Bob O’Hara kindly e-mailed me a link to this interesting post at Anecdotal Evidence. The blogger observes that:
As a newspaper reporter I learned that two subjects might open the mouths and memories of recalcitrant interviewees – their families and work. People love talking about what they do – bragging and complaining — especially when they’re good at it and enjoy the work. Work is central to most of our lives.
…and wonders why there is such an “absence of work” in contemporary literature. He cites two theories: Alain de Botton’s view that “technology has alienated most of us, including writers and other artists, from the means of production,” and Frank Wilson’s assertion that “What this really is about is the extent to which art has become divorced from life as it actually lived by most people.”
A couple of years ago, I put up this post, which asked readers to come up with examples of fiction and memoirs which deal substantially with business and which are of a high literary quality. The Anecdotal Evidence post prompts me to reopen the question, while broading the scope from “business” to “work” of any kind.
My suggestions include:
A Man in Full, by Tom Wolfe (novel)
Nice Work, by David Lodge (novel)
Father, Son, & Co, by Tom Watson Jr. (memoir by the long-time CEO of IBM–unlike most business autobiographies, there is a lot of emotion in this book)
On the Rails, by Linda Niemann (memoir by a PhD in English who took a ob with the Southern Pacific Railroad–has been compared to Meville’s work. My review here)

• **RECORD EXCERPTS**:
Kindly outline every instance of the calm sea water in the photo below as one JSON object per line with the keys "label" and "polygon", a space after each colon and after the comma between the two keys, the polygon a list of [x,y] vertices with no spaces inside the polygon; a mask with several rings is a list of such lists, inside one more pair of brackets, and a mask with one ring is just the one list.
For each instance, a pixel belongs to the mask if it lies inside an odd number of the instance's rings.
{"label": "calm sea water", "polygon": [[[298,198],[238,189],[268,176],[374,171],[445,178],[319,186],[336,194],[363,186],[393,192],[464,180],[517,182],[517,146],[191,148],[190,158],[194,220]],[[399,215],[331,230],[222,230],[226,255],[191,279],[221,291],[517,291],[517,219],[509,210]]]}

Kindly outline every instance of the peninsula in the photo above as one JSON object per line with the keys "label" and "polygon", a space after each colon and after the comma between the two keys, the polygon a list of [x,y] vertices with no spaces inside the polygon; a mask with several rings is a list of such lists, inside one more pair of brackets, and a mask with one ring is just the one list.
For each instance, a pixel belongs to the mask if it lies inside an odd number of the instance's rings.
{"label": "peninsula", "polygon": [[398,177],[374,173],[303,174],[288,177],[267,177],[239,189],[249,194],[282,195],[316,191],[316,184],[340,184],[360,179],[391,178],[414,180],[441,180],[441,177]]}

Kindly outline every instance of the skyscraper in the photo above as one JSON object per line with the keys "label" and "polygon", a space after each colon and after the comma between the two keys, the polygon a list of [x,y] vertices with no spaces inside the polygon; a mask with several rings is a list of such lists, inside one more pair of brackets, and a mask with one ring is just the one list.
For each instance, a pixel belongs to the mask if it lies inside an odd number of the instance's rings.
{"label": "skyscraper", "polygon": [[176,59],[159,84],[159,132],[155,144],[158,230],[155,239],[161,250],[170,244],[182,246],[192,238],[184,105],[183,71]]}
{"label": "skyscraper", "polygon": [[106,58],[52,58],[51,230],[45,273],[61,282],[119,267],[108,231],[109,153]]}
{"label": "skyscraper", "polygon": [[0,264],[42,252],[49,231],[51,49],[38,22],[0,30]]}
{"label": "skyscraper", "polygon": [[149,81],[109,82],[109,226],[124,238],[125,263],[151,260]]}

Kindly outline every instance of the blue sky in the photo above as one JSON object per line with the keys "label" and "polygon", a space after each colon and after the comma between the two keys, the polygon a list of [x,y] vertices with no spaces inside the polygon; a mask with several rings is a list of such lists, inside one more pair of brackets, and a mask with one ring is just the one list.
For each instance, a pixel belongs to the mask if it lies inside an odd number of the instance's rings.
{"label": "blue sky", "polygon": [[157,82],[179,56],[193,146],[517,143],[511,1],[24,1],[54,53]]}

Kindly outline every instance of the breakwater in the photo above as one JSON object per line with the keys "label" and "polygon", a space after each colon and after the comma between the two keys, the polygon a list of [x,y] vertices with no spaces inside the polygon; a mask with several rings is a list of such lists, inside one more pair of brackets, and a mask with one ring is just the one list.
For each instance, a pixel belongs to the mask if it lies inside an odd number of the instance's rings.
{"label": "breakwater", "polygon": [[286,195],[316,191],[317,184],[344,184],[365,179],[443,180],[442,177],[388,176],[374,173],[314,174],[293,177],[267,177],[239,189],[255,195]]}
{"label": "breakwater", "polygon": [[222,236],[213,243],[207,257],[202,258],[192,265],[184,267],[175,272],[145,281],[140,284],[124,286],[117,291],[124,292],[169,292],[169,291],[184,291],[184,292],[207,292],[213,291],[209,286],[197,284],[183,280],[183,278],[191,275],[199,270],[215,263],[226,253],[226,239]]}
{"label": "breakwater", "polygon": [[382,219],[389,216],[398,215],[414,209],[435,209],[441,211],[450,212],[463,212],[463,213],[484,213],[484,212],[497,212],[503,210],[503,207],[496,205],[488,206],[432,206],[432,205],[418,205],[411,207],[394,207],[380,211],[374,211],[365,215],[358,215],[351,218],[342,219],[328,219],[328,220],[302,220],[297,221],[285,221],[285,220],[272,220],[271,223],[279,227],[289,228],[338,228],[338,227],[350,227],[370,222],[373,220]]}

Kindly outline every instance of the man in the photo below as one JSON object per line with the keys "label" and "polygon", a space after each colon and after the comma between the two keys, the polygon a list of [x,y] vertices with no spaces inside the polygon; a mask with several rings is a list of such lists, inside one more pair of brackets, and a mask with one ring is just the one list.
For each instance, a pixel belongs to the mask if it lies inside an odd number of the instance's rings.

• **DIRECTIVE A**: In the blog post, which two subjects did the newspaper reporter learn might get recalcitrant interviewees to talk?
• **DIRECTIVE B**: Please return the stretch of the blog post from "Nice Work, by" through "My review here)", copied word for word.
The material is separate from the blog post.

• **FULL OUTPUT A**: Their families and their work.

• **FULL OUTPUT B**:
Nice Work, by David Lodge (novel)
Father, Son, & Co, by Tom Watson Jr. (memoir by the long-time CEO of IBM–unlike most business autobiographies, there is a lot of emotion in this book)
On the Rails, by Linda Niemann (memoir by a PhD in English who took a ob with the Southern Pacific Railroad–has been compared to Meville’s work. My review here)